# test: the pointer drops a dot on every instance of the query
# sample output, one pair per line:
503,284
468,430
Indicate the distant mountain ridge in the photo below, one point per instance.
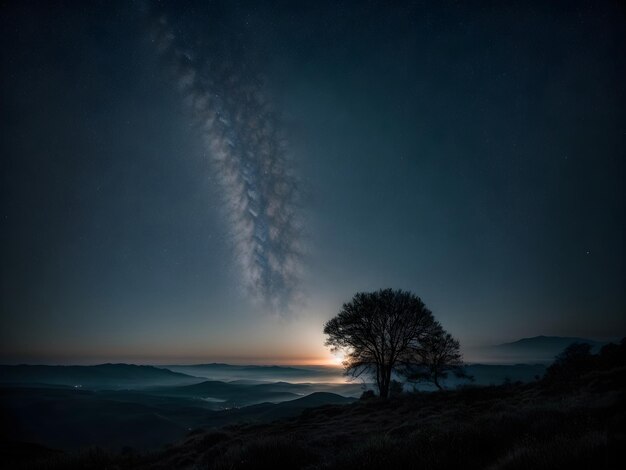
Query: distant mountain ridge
550,341
114,376
541,349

→ **Task requirements**
What you output must be exactly the lines from the line with "Indicate the distant" through the last line of the listing, pictures excluded.

→ **Worked solution**
Indicate the distant mountain ridge in the photo below, one point per instance.
Query: distant mountain ridge
550,341
114,376
541,349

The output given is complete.